- Extract to read:
*** Block opens ***

Top Ten Songs by John Mayer

1. Waiting on the World to Change (Waiting on the World to Change, 2006). The first time I heard this song on the radio, for a snap second, I thought I was listening to Marvin Gaye. Imagine my surprise, a few moments later, when I realized it was white-boy, do-gooder artist John Mayer. But perhaps I shouldn’t have been so surprised. If any single characteristic has attached itself to John Mayer’s career and music, it’s earnestness. Mayer, a modern-day poet who accompanies his lyrics with a guitar. He’s a soulful crooner who now intends to bring a political conscience to his music. Waiting on the World to Change has all the qualities of a sixties smash hit like What’s Going On, but it’s not without its irony. It’s the strangest call to arms ever, where he gently chides his generation for waiting for their chance to change the world instead of seizing control. But the message might be a bit too subtle – and his sarcasm is undercut by what seems to be his genuine sense of helplessness. “Now we see everything that’s going wrong with the world and those who lead it we just feel like we don’t have the means to rise above and beat it, so we keep waiting, waiting on the world to change.”

*** Block closes ***

- Records to process:
*** Block opens ***

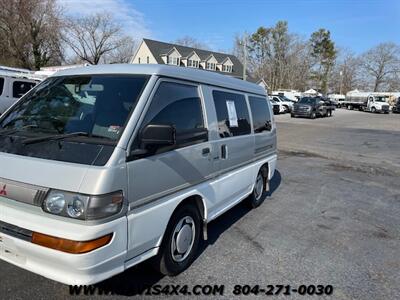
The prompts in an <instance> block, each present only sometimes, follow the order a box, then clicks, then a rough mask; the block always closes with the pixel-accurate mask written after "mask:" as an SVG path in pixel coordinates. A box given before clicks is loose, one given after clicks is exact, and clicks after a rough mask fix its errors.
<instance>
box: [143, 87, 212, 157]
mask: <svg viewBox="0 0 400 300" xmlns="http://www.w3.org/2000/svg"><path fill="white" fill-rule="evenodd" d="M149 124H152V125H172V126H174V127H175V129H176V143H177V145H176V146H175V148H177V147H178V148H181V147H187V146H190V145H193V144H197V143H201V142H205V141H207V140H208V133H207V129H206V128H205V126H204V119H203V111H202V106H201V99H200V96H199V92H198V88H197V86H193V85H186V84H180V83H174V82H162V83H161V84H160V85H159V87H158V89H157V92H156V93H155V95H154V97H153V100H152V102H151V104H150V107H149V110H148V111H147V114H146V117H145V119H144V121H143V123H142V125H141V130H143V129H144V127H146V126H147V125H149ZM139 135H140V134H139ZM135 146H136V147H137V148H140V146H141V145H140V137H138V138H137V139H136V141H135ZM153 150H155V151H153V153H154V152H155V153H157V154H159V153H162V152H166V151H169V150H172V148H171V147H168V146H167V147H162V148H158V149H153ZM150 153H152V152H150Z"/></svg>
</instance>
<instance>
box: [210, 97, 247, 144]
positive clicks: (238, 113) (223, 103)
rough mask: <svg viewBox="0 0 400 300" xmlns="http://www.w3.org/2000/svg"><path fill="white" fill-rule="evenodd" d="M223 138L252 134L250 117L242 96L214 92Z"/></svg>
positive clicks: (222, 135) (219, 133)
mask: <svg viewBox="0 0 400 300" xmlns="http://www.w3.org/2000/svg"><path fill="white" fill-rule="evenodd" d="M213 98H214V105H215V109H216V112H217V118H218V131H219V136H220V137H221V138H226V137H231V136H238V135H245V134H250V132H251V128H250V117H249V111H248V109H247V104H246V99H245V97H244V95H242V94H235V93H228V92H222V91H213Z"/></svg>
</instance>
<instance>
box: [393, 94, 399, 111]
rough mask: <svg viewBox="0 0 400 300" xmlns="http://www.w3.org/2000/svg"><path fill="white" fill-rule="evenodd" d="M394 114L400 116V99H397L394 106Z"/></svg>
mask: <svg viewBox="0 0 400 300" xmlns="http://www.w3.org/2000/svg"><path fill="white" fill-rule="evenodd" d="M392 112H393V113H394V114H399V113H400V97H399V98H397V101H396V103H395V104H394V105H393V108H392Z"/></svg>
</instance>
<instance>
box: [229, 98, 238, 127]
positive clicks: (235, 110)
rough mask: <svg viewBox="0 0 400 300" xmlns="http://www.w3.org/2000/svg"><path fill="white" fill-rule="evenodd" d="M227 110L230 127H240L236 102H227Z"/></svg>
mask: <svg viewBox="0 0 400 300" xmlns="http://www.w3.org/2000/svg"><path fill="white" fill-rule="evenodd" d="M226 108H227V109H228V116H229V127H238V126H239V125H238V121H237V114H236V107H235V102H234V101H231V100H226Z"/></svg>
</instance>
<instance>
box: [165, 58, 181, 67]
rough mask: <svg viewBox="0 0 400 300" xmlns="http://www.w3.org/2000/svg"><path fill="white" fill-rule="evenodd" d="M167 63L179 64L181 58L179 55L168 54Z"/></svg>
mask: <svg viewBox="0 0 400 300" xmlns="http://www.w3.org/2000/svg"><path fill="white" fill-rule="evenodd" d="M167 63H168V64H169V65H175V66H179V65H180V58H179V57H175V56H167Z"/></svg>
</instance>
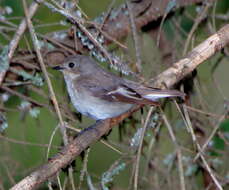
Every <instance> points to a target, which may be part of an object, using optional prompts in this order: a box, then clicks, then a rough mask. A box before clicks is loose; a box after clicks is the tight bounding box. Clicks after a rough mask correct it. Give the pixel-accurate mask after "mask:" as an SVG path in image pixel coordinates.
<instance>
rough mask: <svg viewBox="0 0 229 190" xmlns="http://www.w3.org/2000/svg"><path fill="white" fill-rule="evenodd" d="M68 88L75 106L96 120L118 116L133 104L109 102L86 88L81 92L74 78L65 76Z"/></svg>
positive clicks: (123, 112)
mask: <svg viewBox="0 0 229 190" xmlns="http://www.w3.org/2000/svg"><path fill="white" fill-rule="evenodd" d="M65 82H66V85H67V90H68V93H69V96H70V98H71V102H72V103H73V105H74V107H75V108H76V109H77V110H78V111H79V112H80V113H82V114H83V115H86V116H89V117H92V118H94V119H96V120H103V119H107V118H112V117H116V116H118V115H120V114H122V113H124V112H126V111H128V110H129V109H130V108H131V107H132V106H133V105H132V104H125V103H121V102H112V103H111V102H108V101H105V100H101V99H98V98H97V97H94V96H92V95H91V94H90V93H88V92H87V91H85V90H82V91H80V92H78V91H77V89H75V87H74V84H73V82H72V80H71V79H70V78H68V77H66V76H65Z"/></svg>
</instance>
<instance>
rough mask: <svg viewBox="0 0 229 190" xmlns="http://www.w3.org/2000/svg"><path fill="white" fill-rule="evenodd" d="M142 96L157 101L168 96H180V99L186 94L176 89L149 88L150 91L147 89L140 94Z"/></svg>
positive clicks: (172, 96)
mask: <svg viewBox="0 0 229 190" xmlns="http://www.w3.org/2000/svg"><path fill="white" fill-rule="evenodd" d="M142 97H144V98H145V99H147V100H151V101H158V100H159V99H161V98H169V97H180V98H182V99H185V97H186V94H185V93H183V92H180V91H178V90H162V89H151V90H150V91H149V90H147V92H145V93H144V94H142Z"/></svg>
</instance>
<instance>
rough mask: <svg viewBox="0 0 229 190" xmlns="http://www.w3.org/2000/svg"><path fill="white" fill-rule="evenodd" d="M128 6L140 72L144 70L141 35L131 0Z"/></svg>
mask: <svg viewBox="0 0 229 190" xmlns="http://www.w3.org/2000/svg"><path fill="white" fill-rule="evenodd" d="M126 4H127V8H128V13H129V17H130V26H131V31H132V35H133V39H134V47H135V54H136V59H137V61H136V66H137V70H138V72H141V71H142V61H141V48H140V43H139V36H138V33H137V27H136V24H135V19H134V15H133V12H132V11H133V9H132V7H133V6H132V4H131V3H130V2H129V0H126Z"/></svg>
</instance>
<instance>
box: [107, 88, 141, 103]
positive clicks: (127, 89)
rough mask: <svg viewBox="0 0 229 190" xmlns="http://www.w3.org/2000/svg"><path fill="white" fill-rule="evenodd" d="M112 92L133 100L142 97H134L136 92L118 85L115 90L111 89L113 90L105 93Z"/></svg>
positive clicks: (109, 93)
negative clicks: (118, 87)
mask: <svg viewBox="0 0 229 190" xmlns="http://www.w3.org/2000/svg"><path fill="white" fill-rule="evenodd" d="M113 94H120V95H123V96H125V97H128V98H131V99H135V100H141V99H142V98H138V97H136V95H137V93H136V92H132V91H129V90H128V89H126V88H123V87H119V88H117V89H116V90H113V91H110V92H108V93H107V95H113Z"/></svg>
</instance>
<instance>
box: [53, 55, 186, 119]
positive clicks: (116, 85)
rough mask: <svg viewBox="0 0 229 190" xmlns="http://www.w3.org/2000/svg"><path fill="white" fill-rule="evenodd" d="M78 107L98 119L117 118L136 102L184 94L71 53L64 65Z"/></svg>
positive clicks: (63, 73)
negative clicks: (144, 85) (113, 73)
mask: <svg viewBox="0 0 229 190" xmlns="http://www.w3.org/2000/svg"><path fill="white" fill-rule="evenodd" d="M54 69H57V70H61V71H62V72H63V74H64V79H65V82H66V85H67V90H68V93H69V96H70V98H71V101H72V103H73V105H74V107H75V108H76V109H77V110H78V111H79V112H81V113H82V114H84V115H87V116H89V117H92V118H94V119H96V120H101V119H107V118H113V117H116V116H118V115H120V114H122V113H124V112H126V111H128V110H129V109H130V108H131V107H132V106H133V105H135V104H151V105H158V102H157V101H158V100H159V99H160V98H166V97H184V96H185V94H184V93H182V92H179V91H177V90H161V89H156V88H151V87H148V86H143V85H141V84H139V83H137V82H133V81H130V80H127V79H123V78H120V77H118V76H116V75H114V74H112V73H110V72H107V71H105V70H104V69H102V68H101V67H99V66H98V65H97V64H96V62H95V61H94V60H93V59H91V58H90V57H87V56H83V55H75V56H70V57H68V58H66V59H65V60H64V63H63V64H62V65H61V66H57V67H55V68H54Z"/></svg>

*** Block closes ***

- Work to complete:
A. Answer these questions from the John Mayer song ranking:
(i) In what year was Waiting on the World to Change released?
(ii) Which singer did the writer briefly think was on the radio?
(iii) Which sixties hit is the song compared to?
B. Reproduce the stretch of the records from their start through the line containing "box: [143, 87, 212, 157]", including both ends, and leave out the pictures.
The text and the records have no connection to each other.

- Answers given:
A.
(i) 2006
(ii) Marvin Gaye
(iii) What's Going On

B.
The prompts in an <instance> block, each present only sometimes, follow the order a box, then clicks, then a rough mask; the block always closes with the pixel-accurate mask written after "mask:" as an SVG path in pixel coordinates. A box given before clicks is loose, one given after clicks is exact, and clicks after a rough mask fix its errors.
<instance>
box: [143, 87, 212, 157]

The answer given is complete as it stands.